» Task goal
List every line in the rows below that contains the word "rectangular", copying each line in full.

++++

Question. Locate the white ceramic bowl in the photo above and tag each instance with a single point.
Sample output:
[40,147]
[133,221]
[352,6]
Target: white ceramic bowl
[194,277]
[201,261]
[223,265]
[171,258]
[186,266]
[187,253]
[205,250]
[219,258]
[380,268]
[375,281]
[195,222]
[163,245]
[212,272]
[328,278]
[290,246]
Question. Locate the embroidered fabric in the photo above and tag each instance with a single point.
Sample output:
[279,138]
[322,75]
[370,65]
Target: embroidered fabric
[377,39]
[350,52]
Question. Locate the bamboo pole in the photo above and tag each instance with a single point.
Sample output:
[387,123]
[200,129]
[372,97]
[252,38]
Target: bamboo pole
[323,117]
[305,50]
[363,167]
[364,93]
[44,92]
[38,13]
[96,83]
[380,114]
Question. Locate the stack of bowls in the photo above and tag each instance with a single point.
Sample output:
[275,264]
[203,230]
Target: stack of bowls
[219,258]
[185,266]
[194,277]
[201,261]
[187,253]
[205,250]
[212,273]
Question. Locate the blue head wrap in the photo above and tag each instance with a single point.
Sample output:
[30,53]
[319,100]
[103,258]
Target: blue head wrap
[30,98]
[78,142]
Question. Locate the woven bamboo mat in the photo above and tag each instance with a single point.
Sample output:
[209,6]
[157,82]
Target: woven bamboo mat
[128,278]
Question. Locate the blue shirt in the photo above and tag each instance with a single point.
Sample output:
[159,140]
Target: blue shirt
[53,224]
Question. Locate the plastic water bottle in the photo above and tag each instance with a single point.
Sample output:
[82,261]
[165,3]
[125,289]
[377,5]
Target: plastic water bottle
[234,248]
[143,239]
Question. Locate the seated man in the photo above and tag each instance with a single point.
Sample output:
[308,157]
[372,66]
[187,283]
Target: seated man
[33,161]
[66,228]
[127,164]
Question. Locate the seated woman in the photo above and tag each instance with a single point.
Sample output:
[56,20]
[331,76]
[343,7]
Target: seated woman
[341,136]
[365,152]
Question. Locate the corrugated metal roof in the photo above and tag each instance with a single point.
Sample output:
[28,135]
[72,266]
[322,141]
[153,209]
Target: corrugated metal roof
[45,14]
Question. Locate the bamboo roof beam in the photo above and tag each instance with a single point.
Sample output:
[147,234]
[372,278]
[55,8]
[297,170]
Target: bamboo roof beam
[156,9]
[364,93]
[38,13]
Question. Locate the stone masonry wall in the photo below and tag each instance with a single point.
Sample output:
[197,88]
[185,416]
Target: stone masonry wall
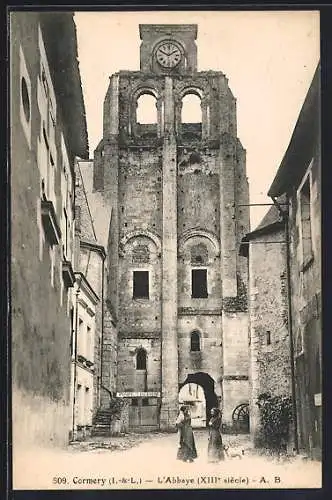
[41,328]
[269,337]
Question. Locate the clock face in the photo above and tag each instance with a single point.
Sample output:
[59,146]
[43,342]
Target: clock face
[168,55]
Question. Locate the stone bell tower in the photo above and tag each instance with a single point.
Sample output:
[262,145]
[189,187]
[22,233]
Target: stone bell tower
[177,195]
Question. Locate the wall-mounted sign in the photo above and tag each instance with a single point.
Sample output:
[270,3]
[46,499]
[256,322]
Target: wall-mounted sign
[138,394]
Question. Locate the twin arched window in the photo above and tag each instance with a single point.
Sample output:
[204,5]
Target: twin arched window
[191,111]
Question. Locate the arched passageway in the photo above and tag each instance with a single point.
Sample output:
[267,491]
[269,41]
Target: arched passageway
[206,383]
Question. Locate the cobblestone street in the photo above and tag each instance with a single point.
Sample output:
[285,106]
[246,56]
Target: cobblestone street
[148,461]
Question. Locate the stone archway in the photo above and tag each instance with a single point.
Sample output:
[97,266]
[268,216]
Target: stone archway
[207,383]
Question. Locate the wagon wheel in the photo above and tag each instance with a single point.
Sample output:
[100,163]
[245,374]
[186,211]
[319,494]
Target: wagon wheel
[240,417]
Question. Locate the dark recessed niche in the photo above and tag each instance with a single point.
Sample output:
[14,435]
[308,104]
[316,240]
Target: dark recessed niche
[25,99]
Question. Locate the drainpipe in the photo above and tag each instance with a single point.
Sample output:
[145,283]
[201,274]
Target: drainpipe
[75,364]
[102,327]
[285,217]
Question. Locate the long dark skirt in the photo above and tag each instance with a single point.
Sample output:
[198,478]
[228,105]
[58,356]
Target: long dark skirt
[215,446]
[187,449]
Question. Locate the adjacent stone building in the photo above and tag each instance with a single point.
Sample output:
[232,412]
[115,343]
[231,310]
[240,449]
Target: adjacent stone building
[269,341]
[299,179]
[48,129]
[173,196]
[285,284]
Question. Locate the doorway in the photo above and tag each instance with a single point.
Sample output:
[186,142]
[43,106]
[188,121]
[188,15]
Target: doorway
[206,386]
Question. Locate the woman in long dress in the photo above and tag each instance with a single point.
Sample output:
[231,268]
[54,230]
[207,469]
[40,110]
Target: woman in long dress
[215,445]
[187,448]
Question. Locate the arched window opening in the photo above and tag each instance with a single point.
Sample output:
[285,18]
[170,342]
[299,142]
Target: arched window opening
[147,116]
[191,116]
[199,255]
[141,254]
[141,359]
[195,342]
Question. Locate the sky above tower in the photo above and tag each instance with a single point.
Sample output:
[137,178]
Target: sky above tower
[268,57]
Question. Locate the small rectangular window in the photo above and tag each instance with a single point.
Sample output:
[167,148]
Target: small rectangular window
[305,206]
[199,284]
[141,284]
[268,338]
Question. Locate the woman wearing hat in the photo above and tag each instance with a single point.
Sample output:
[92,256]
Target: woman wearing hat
[187,448]
[215,446]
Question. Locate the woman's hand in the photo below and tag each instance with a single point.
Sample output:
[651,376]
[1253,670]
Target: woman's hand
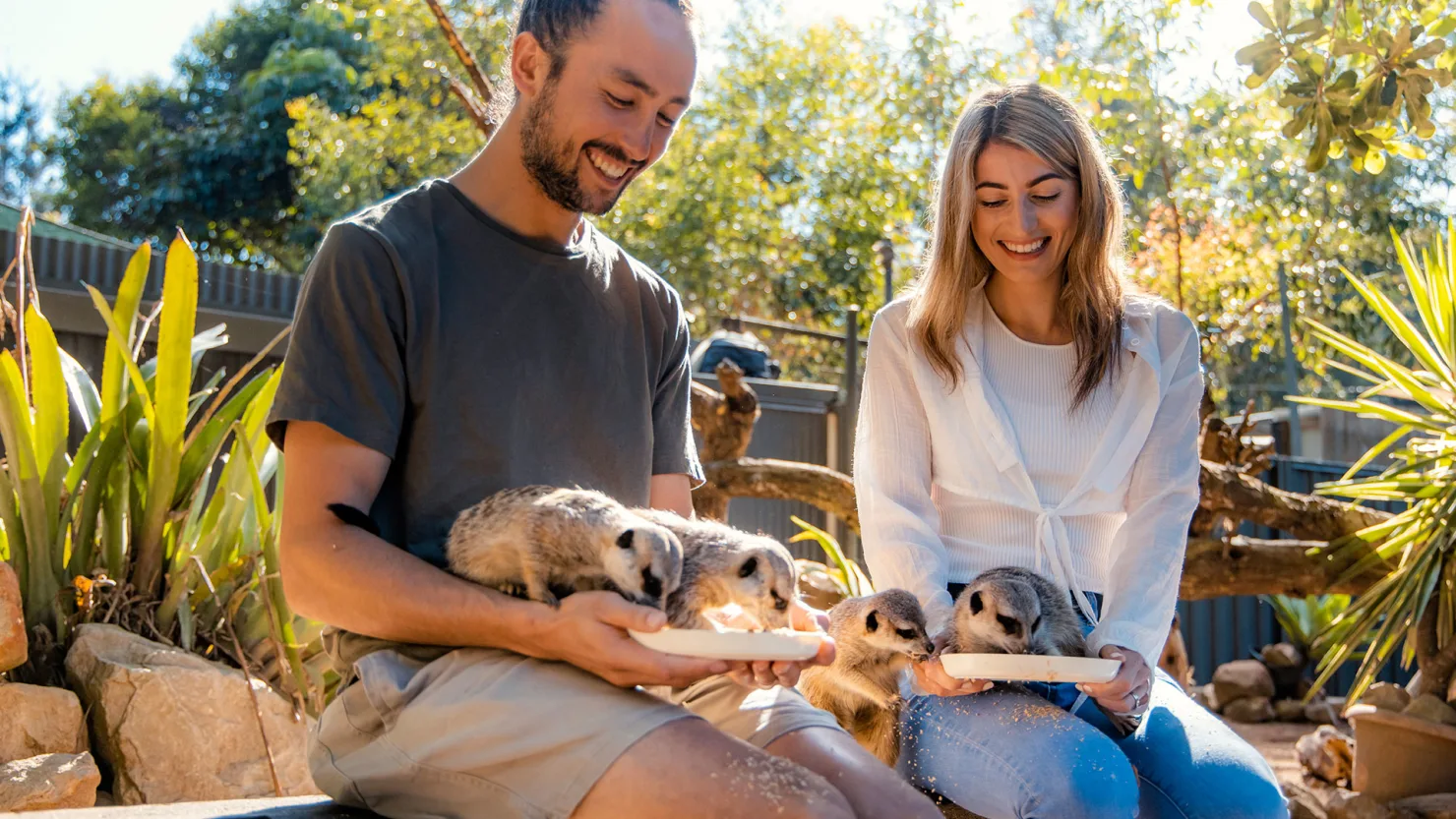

++++

» Solved problem
Question. Locate the small rectangular window in the photo above and tag each instance with a single point.
Target: small rectangular window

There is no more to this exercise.